**TASK TO COMPLETE**
Wherever the string "lamp" occurs in a line of these records, report that line.

**AVAILABLE DATA**
================================

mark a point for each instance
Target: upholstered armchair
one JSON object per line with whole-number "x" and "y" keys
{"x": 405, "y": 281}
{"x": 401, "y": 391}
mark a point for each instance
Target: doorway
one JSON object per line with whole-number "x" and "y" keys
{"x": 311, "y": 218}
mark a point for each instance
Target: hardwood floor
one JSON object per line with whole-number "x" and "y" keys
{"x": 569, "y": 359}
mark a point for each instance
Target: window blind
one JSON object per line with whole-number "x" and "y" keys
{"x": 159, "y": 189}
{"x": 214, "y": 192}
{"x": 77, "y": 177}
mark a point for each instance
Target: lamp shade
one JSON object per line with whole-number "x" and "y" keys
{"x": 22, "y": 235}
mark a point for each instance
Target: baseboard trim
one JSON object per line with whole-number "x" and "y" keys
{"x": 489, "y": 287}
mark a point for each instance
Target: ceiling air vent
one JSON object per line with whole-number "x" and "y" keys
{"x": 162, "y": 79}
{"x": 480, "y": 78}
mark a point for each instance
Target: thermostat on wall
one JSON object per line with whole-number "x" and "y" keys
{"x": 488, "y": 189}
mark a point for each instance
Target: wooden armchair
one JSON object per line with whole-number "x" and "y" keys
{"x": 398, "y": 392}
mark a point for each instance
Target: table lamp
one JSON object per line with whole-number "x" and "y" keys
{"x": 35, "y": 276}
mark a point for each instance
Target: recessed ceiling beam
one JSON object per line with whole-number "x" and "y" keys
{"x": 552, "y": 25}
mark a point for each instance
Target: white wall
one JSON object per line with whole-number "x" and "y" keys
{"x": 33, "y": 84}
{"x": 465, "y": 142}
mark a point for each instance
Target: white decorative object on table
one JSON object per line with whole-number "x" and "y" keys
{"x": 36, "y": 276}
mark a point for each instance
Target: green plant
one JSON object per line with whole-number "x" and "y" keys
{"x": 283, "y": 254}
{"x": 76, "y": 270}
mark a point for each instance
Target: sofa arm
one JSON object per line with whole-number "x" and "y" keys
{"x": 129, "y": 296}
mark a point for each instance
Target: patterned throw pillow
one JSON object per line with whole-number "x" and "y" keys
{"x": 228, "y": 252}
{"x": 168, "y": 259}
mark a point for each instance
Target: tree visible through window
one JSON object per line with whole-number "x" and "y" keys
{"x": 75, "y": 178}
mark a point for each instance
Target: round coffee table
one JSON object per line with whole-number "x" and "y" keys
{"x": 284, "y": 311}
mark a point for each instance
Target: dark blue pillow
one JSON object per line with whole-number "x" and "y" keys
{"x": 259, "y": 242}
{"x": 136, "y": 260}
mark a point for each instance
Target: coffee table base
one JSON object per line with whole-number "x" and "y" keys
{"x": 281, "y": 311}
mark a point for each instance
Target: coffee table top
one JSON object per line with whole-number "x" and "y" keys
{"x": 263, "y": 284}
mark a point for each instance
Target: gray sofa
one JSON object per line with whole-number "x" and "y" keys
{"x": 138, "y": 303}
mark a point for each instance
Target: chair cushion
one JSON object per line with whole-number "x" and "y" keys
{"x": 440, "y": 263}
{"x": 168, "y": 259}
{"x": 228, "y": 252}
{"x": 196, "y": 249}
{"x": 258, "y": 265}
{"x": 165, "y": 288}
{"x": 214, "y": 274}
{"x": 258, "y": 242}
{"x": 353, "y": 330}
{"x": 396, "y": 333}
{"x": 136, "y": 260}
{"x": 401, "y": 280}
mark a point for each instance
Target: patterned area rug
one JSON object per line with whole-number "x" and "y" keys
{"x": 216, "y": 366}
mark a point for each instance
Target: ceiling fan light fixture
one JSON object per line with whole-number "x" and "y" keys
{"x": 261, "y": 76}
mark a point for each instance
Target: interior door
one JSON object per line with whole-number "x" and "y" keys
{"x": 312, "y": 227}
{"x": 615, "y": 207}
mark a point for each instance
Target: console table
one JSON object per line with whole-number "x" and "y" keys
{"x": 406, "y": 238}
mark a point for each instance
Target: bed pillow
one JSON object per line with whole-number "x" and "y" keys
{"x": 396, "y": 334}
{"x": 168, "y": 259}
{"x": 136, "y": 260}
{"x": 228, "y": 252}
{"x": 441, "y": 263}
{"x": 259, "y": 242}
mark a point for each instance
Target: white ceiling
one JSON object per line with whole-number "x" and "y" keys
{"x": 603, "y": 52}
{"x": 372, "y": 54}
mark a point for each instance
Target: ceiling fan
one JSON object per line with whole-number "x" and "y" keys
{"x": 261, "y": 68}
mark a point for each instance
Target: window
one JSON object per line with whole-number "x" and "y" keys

================================

**RESPONSE TO THIS TASK**
Target: lamp shade
Target: table lamp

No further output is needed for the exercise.